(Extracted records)
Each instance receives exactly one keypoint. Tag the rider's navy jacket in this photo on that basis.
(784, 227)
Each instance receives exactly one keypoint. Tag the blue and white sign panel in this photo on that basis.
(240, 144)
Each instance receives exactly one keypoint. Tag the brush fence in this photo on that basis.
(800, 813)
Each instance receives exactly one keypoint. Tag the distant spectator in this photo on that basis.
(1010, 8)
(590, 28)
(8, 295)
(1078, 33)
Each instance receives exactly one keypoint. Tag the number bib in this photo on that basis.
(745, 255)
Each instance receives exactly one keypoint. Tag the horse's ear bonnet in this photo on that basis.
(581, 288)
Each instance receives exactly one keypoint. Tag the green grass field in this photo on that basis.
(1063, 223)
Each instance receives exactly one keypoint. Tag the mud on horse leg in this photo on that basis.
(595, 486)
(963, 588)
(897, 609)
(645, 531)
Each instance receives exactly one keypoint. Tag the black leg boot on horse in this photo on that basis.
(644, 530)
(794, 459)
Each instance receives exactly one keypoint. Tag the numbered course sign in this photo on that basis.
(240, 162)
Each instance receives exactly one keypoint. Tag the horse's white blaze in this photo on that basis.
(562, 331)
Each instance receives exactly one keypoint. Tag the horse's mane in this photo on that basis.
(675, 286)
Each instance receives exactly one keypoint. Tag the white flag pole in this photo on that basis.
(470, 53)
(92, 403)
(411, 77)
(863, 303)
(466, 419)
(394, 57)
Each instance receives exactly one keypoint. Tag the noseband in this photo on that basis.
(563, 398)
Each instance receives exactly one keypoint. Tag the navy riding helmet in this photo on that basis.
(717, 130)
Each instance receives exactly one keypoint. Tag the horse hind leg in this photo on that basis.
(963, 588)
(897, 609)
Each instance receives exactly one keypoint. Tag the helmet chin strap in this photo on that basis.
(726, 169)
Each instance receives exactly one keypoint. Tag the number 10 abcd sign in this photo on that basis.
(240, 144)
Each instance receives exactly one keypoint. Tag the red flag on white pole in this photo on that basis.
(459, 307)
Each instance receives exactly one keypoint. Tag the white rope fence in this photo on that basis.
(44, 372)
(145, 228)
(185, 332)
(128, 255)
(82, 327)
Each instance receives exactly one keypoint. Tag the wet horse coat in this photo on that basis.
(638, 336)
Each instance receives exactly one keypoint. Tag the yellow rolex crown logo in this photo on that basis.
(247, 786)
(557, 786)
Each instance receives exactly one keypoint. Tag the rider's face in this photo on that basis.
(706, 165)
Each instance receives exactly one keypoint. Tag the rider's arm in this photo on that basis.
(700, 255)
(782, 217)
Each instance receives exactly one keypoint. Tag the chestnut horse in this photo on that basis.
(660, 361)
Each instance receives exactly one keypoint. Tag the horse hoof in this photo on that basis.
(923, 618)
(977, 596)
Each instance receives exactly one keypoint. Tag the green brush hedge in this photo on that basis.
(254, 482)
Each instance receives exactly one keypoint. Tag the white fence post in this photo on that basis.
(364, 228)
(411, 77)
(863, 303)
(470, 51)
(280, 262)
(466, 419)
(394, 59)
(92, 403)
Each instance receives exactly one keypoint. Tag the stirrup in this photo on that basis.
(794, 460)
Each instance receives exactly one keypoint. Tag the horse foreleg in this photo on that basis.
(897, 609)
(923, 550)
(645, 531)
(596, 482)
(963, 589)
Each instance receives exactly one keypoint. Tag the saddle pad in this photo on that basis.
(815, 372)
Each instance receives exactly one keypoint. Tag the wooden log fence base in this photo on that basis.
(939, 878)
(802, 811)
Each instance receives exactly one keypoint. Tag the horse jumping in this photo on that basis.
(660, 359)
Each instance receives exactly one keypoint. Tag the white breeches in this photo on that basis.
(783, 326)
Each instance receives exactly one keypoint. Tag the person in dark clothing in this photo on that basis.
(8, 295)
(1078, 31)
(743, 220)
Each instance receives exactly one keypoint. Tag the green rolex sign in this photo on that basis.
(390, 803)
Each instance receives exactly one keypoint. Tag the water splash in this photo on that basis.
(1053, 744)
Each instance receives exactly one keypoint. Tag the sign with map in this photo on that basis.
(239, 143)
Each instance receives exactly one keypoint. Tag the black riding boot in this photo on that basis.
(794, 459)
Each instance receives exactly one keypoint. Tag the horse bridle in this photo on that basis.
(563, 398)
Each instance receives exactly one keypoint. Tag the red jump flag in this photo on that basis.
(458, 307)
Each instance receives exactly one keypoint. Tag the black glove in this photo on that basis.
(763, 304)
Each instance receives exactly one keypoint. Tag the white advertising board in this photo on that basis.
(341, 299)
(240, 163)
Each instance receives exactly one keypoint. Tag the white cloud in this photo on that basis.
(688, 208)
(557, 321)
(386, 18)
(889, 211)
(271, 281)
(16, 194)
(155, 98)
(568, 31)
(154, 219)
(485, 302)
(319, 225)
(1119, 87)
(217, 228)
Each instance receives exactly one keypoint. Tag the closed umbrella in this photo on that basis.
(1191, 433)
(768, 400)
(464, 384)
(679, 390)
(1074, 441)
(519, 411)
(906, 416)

WHAT IS NEEDED:
All of the records need to be transcribed exactly.

SOLUTION FOR THIS TASK:
Each instance receives exactly one keypoint. Tag the rider's navy jacket in this photo on that basis.
(784, 227)
Each instance receives exactly one keypoint. Tag the blue and white sign panel in this photo on that basis.
(240, 144)
Each instance receives exactly one keypoint. Tag the brush fence in this photo on that basis.
(800, 813)
Each instance receives exactly one keypoint. Tag the distant spectator in this photo on that basis.
(1010, 8)
(590, 28)
(8, 295)
(1078, 33)
Each instance receives exactly one keypoint. Tag the number bib in this photo on that basis.
(745, 255)
Each instance receives exactly one keypoint. Tag the horse's ear bonnet in this photo on that basis.
(581, 288)
Each instance receives exactly one keypoint. Tag the green grass field in this photo on that basis.
(1063, 223)
Each instance receives exactly one keypoint. Tag the mud on horse leg in this photo on that basis.
(595, 486)
(963, 588)
(897, 609)
(645, 531)
Each instance receives exactly one keypoint. Tag the black leg boot on horse in this photo on that basis.
(644, 530)
(794, 459)
Each instance receives exactly one keypoint. Tag the numbered course sign in this photo on that basis.
(240, 162)
Each instance receives exactly one keypoint. Tag the horse's white blaze in this photo on that basis.
(562, 331)
Each instance receives exactly one keypoint. Tag the horse's mane in this photo on that basis.
(675, 286)
Each instance receives exactly one keypoint. Tag the white flag pole in this photo on that basis.
(470, 53)
(92, 403)
(411, 77)
(863, 303)
(466, 419)
(394, 57)
Each instance receives exactly one keypoint. Tag the noseband in this photo on that basis.
(563, 398)
Each instance receives exactly one keypoint. Tag the navy riding helmet in this photo on that basis.
(717, 130)
Each instance receives exactly one keypoint. Tag the horse hind leg in this photo on that basis.
(963, 588)
(897, 609)
Each instance receives exactly one keypoint. Tag the helmet chin strap in this photo on that basis.
(726, 169)
Each instance receives exactly one keypoint. Tag the number 10 abcd sign in this photo on that basis.
(240, 144)
Each instance receives exactly one keypoint. Tag the red flag on white pole in this photo on that basis.
(459, 307)
Each instance receives exactly one keypoint. Tag the white rope fence in this photo on that basis.
(44, 372)
(145, 228)
(185, 332)
(128, 255)
(82, 327)
Each instance receives exactly one keypoint. Tag the wet horse coat in this photo on that basis.
(638, 336)
Each instance receives exactly one keypoint. Tag the yellow rolex crown logo in this photo on that basis.
(247, 786)
(557, 786)
Each instance receives exactly one keypoint. Tag the rider's face in this photo on that basis.
(706, 165)
Each instance receives exactly one keypoint. Tag the rider's arm in this photo on that basis.
(700, 255)
(782, 217)
Each instance receives exactly one keypoint. Tag the chestnut horse in this photo on that basis.
(660, 361)
Each instance receives exactly one keypoint. Tag the horse hoof in this photo on that basis.
(923, 618)
(977, 596)
Each instance receives exactly one keypoint. Tag the green brush hedge in this photo on that basis.
(254, 482)
Each instance receives exactly one keypoint. Tag the white fence post in this photo on that basis.
(364, 228)
(411, 77)
(863, 303)
(470, 51)
(280, 262)
(466, 419)
(394, 59)
(92, 403)
Each instance receives exactly one keypoint. Tag the stirrup in this photo on that basis.
(794, 460)
Each instance receives exactly one keypoint. Tag the horse foreleg in this photo on that basis.
(897, 609)
(923, 550)
(645, 531)
(596, 482)
(963, 589)
Each instance receives exactly one keypoint. Tag the saddle pad in this photo on that basis.
(815, 372)
Each instance receives exactly one keypoint. Tag the wooden log fence base in this photo on that basis.
(939, 878)
(802, 811)
Each instance receives exactly one keypoint. Tag the horse jumping in this photo on that basis.
(660, 359)
Each instance receives exactly one keypoint. Tag the white breeches in this photo on that basis.
(783, 326)
Each instance receives exactly one keypoint. Tag the person in dark clothing in this photo on that basis.
(8, 295)
(1078, 31)
(743, 220)
Each instance receives exactly one keypoint. Tag the green rolex sign in this photo on that basis.
(390, 803)
Each instance receives exactly one keypoint. Tag the water splash in this photo on that basis.
(1053, 744)
Each instance receives exactly one keypoint. Tag the sign with map in this photo on that basis.
(239, 143)
Each instance receives exactly one keypoint. Tag the black riding boot in this photo on that basis.
(794, 459)
Each instance receives exactly one keypoint. Tag the horse bridle in this photo on that basis.
(563, 398)
Each instance receives exactly one keypoint. Tag the red jump flag in this photo on that basis.
(458, 307)
Each instance receives exactly one keypoint. Tag the black glove in this photo on that basis.
(763, 304)
Each instance receives exactly one keypoint. Tag the white advertising board in this photo on that basis.
(341, 299)
(240, 163)
Each instance receives exactly one keypoint. Tag the white cloud in this photo on that basis.
(688, 208)
(557, 321)
(386, 18)
(889, 211)
(271, 281)
(16, 194)
(155, 98)
(568, 31)
(154, 219)
(485, 302)
(319, 225)
(1119, 87)
(217, 228)
Each instance receives exactly one keypoint. Tag the closed umbrella in this photo on that basis.
(1191, 433)
(768, 400)
(464, 384)
(679, 390)
(1074, 441)
(519, 411)
(906, 416)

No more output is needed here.